*Problem statement*. Quote all of the material below word for word, leaving out the picture.

Recorded data Start Marker

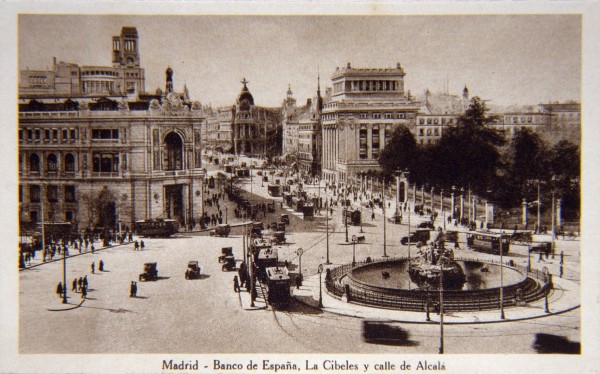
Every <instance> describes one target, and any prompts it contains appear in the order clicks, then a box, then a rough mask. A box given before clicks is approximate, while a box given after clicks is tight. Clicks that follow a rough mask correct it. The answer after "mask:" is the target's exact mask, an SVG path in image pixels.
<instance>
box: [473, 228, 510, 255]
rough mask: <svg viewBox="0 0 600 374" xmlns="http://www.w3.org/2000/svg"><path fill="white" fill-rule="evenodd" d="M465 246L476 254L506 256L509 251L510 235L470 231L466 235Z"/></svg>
mask: <svg viewBox="0 0 600 374" xmlns="http://www.w3.org/2000/svg"><path fill="white" fill-rule="evenodd" d="M467 246H469V248H470V249H473V250H475V251H478V252H486V253H492V254H495V255H499V254H500V250H502V254H503V255H506V254H508V251H509V249H510V235H509V234H498V233H494V232H480V231H470V232H468V233H467Z"/></svg>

Recorded data End Marker

*Task output*.
Every <instance> describes one target, and any prompts it contains appear in the order clicks, then a box, then a rough mask. A box given before clicks is approximate, while a box given after clicks is tight. Clicks that follow a rough mask correct it. The answer after "mask:" is the target's exact mask, an SVG path in image pixels.
<instance>
box: [473, 228, 510, 255]
rough mask: <svg viewBox="0 0 600 374" xmlns="http://www.w3.org/2000/svg"><path fill="white" fill-rule="evenodd" d="M465 246L476 254L506 256L509 251L510 235L470 231L466 235Z"/></svg>
mask: <svg viewBox="0 0 600 374" xmlns="http://www.w3.org/2000/svg"><path fill="white" fill-rule="evenodd" d="M467 246H469V248H470V249H473V250H475V251H478V252H486V253H492V254H495V255H499V254H500V250H502V254H503V255H506V254H508V251H509V249H510V235H509V234H498V233H494V232H480V231H470V232H468V233H467Z"/></svg>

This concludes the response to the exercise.